* Reading text:
- - - - - - -
Infrastructure as Code Patterns Guide
Best practices for composable, maintainable, and scalable Terraform infrastructure.
Datanest Digital — datanest.dev
Table of Contents
- Pattern Philosophy
- Composition vs Inheritance
- Module Design Principles
- State Management
- Environment Strategy
- Drift Detection & Remediation
- Cost Estimation & Optimization
- Security Considerations
- CI/CD Integration
- Troubleshooting
Pattern Philosophy
These patterns follow three core principles:
Composable: Each pattern is a self-contained unit that can be used independently or combined with others. A VPC pattern doesn't assume you'll use ECS — it outputs everything downstream patterns need.
Environment-aware: Every pattern accepts an
environmentvariable and adjusts defaults accordingly. Dev gets cost-optimized settings; prod gets HA and monitoring.Opinionated defaults, flexible overrides: Patterns ship with production-ready defaults but expose variables for every meaningful configuration point.
- - - - - - -
Copy the part of the Terraform patterns guide between "Environment-aware: Every pattern" and "meaningful configuration point.", inclusive.
- - - - - - -
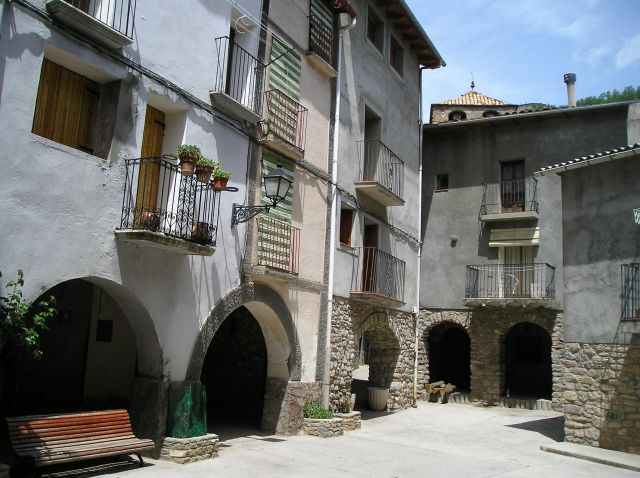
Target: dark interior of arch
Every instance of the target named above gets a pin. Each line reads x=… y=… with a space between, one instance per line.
x=528 y=362
x=449 y=349
x=234 y=372
x=88 y=361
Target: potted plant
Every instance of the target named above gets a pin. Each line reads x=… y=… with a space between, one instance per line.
x=220 y=178
x=188 y=155
x=204 y=168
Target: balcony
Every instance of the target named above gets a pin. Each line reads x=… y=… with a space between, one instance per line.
x=526 y=285
x=278 y=250
x=381 y=175
x=108 y=22
x=512 y=200
x=238 y=83
x=321 y=46
x=162 y=208
x=378 y=277
x=284 y=125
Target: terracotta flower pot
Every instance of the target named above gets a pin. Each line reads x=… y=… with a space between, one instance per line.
x=187 y=165
x=203 y=173
x=219 y=184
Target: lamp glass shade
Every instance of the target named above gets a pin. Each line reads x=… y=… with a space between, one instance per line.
x=277 y=185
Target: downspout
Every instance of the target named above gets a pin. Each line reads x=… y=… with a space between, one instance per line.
x=417 y=308
x=334 y=210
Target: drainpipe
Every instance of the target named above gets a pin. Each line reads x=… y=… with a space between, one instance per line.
x=417 y=308
x=334 y=210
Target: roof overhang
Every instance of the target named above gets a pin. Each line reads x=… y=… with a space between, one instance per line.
x=407 y=25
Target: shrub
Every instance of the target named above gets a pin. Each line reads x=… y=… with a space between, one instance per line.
x=314 y=410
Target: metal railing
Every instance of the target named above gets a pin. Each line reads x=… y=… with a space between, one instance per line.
x=514 y=195
x=510 y=281
x=378 y=272
x=239 y=74
x=116 y=14
x=278 y=244
x=321 y=39
x=158 y=198
x=286 y=118
x=630 y=291
x=378 y=163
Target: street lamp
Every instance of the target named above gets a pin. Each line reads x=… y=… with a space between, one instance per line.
x=276 y=187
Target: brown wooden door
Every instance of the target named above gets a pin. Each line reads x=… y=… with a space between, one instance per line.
x=149 y=176
x=512 y=186
x=370 y=258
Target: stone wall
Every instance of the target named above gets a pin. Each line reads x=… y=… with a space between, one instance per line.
x=598 y=390
x=390 y=334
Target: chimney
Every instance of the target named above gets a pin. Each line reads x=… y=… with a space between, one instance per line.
x=570 y=80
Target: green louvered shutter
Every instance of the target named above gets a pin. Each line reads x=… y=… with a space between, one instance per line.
x=285 y=72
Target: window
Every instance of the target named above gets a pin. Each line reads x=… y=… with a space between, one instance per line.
x=66 y=107
x=631 y=291
x=346 y=226
x=457 y=116
x=375 y=29
x=442 y=182
x=396 y=56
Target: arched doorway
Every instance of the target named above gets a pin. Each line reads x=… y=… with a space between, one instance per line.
x=90 y=355
x=377 y=355
x=528 y=362
x=449 y=350
x=234 y=373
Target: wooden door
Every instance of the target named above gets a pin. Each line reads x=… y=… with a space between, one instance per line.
x=370 y=258
x=149 y=175
x=512 y=186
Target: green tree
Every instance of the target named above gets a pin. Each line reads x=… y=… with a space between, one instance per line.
x=628 y=94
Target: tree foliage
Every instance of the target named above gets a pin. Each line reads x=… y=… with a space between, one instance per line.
x=613 y=96
x=21 y=322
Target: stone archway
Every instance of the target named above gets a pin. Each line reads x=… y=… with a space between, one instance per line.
x=448 y=347
x=101 y=351
x=283 y=364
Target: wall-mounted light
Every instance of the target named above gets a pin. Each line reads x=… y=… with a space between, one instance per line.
x=276 y=188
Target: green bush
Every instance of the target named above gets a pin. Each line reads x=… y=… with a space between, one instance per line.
x=314 y=410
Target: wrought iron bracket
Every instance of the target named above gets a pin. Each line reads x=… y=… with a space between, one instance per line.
x=240 y=214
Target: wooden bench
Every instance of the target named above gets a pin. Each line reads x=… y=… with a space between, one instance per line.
x=52 y=439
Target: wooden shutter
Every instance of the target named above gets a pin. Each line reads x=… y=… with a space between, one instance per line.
x=149 y=175
x=65 y=107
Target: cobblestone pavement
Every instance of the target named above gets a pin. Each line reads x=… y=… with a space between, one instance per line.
x=430 y=441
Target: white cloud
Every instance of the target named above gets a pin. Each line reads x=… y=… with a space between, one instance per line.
x=629 y=53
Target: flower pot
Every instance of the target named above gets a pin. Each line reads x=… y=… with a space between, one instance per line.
x=378 y=397
x=200 y=232
x=203 y=173
x=219 y=184
x=187 y=165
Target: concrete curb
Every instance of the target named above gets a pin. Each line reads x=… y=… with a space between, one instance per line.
x=618 y=459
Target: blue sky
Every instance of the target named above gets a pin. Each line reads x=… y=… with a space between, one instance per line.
x=518 y=50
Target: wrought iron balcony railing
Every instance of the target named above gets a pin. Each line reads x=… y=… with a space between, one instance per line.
x=158 y=198
x=378 y=273
x=381 y=165
x=239 y=74
x=286 y=118
x=118 y=15
x=515 y=195
x=321 y=39
x=510 y=281
x=278 y=245
x=631 y=291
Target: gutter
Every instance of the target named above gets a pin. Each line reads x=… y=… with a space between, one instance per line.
x=589 y=162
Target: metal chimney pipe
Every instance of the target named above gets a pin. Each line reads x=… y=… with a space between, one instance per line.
x=570 y=80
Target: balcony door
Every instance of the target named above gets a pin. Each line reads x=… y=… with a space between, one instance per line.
x=518 y=273
x=149 y=174
x=369 y=258
x=512 y=183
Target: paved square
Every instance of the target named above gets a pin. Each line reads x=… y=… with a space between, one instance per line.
x=432 y=440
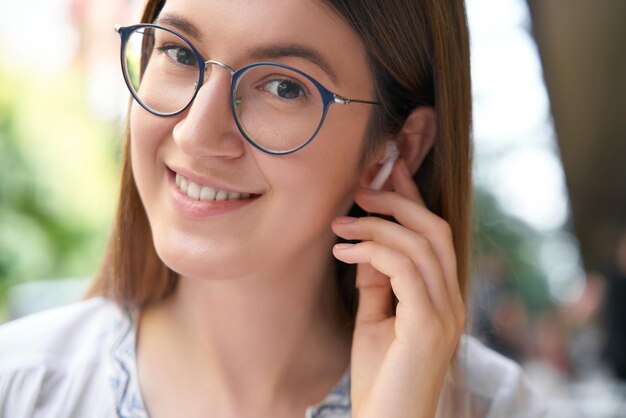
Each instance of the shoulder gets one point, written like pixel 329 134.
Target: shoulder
pixel 496 385
pixel 57 359
pixel 65 333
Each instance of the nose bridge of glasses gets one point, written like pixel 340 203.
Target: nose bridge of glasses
pixel 219 64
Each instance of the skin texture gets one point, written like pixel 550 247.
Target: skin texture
pixel 256 327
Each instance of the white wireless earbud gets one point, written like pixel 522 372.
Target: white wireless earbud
pixel 391 155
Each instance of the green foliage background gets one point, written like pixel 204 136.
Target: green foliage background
pixel 57 178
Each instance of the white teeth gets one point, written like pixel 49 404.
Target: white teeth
pixel 184 185
pixel 221 195
pixel 205 193
pixel 194 190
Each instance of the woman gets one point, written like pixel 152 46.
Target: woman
pixel 255 128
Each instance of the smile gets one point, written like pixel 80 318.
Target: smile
pixel 205 193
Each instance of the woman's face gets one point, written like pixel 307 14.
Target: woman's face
pixel 293 197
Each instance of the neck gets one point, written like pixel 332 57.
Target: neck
pixel 253 340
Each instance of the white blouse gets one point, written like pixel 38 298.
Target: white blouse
pixel 79 361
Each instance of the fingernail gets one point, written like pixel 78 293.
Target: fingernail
pixel 343 246
pixel 345 220
pixel 405 169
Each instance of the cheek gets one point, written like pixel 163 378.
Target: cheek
pixel 147 133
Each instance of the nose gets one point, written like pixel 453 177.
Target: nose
pixel 207 127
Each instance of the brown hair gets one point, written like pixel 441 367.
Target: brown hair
pixel 418 54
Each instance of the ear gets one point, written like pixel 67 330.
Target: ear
pixel 417 136
pixel 415 140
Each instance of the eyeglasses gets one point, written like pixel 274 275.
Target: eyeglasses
pixel 278 109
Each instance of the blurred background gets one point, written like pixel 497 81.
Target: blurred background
pixel 550 204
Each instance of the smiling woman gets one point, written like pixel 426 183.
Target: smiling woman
pixel 251 145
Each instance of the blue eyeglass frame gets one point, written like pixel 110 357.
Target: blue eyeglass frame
pixel 328 97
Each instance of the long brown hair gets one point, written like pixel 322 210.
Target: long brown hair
pixel 418 53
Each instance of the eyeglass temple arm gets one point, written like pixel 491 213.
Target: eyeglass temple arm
pixel 346 100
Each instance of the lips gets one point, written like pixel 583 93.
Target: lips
pixel 199 192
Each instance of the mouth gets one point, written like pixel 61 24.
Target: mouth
pixel 206 193
pixel 202 193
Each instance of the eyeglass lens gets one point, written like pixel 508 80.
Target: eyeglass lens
pixel 277 108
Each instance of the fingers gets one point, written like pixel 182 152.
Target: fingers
pixel 408 210
pixel 421 256
pixel 397 266
pixel 422 243
pixel 375 295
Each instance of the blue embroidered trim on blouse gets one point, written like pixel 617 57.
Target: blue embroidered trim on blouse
pixel 128 401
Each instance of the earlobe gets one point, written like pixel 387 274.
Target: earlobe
pixel 414 141
pixel 417 136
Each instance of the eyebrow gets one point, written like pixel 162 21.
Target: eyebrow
pixel 179 23
pixel 293 50
pixel 265 52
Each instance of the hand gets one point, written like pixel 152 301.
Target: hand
pixel 400 359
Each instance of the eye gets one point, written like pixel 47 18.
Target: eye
pixel 286 89
pixel 180 55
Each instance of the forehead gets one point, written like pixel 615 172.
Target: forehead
pixel 230 30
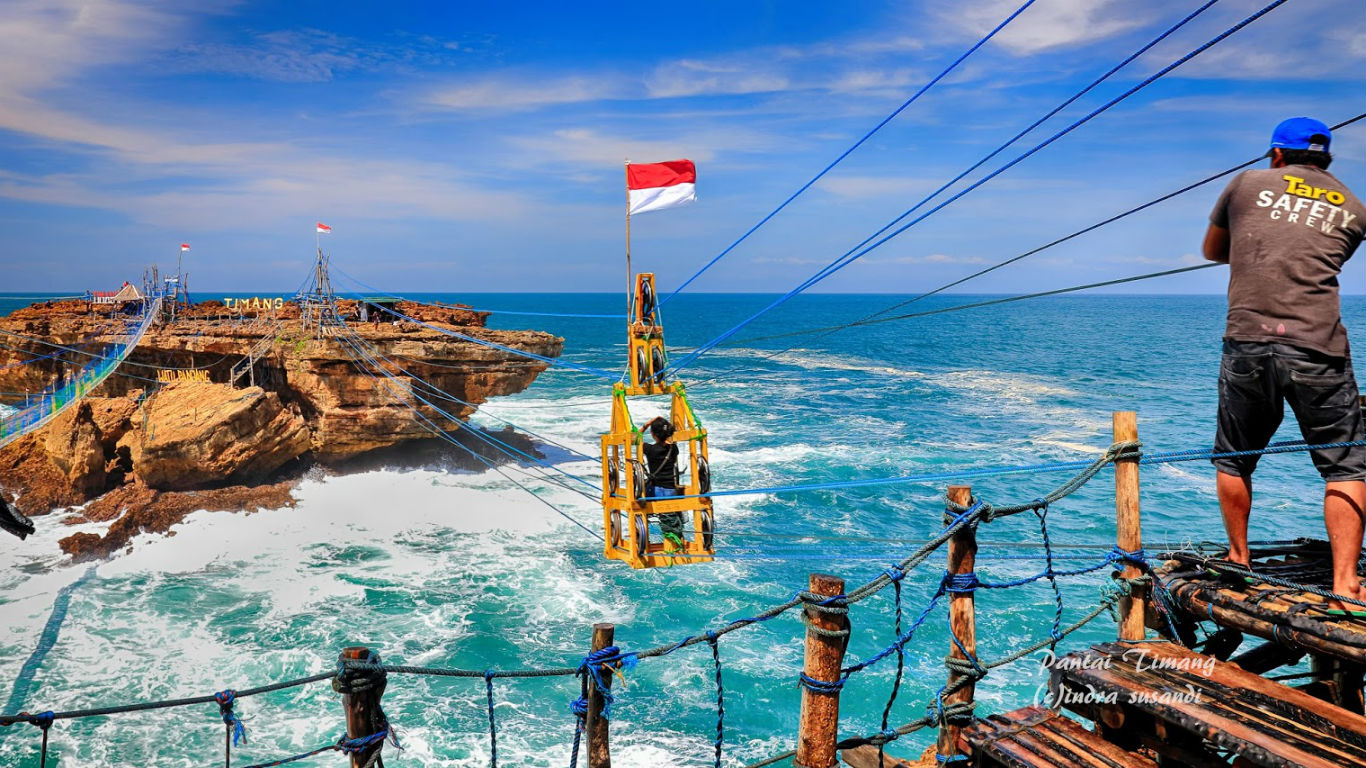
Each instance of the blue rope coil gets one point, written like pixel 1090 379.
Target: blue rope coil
pixel 493 729
pixel 720 696
pixel 960 584
pixel 603 662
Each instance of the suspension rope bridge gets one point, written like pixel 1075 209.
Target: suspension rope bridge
pixel 858 252
pixel 850 151
pixel 825 615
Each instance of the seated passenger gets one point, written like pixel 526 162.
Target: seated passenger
pixel 661 458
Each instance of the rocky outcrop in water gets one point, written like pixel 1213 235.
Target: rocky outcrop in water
pixel 223 401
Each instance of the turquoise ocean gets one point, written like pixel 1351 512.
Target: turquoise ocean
pixel 452 567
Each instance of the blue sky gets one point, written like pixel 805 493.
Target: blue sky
pixel 478 146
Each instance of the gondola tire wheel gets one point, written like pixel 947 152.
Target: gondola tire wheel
pixel 642 536
pixel 638 481
pixel 648 304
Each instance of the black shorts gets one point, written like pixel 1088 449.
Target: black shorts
pixel 1257 379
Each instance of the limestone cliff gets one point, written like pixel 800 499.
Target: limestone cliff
pixel 220 399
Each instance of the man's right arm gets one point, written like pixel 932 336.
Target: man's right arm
pixel 1216 243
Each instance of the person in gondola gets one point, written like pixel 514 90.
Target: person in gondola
pixel 661 458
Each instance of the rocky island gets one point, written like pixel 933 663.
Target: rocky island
pixel 226 406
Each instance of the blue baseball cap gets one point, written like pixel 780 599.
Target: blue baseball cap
pixel 1302 133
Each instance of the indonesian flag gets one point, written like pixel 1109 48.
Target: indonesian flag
pixel 654 186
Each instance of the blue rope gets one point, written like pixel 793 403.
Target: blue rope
pixel 47 640
pixel 896 574
pixel 847 152
pixel 900 641
pixel 579 707
pixel 601 663
pixel 720 693
pixel 226 700
pixel 1016 137
pixel 493 729
pixel 862 250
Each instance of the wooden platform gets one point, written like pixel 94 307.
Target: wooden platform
pixel 1040 738
pixel 1191 709
pixel 1290 616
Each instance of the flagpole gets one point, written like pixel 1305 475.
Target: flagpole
pixel 630 282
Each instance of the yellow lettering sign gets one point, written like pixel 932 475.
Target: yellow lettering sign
pixel 1297 186
pixel 172 376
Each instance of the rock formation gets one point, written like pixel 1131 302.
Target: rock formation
pixel 213 406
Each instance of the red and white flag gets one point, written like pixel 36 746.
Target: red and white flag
pixel 654 186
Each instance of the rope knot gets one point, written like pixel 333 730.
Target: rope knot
pixel 361 744
pixel 359 673
pixel 607 660
pixel 960 584
pixel 226 700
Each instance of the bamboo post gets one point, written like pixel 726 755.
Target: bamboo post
pixel 361 694
pixel 596 726
pixel 1127 532
pixel 962 621
pixel 824 657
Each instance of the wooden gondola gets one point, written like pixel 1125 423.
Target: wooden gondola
pixel 627 507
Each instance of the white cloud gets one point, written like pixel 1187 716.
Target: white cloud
pixel 876 187
pixel 1047 23
pixel 508 92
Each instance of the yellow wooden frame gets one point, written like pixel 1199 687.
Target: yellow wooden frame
pixel 624 515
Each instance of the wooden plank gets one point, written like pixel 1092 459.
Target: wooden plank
pixel 1262 720
pixel 962 556
pixel 866 757
pixel 1202 606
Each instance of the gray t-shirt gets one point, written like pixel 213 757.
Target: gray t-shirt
pixel 1290 231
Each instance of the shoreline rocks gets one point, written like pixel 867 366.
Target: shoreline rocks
pixel 174 429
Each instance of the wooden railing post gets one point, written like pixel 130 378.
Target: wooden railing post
pixel 361 692
pixel 596 726
pixel 1127 532
pixel 820 722
pixel 962 559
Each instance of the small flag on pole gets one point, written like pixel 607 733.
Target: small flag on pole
pixel 654 186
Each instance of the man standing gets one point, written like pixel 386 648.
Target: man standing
pixel 1286 232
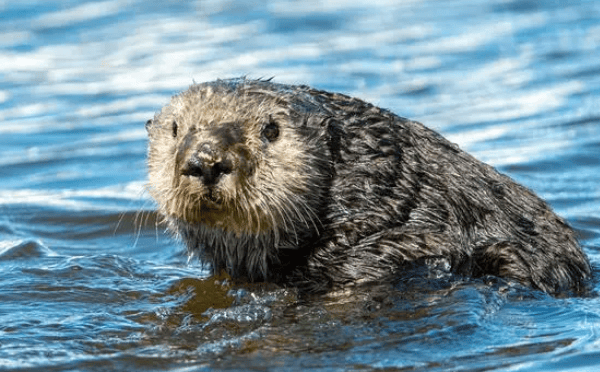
- - - - - - -
* Result of this exercise:
Environment-aware: Every pattern accepts an
environmentvariable and adjusts defaults accordingly. Dev gets cost-optimized settings; prod gets HA and monitoring.Opinionated defaults, flexible overrides: Patterns ship with production-ready defaults but expose variables for every meaningful configuration point.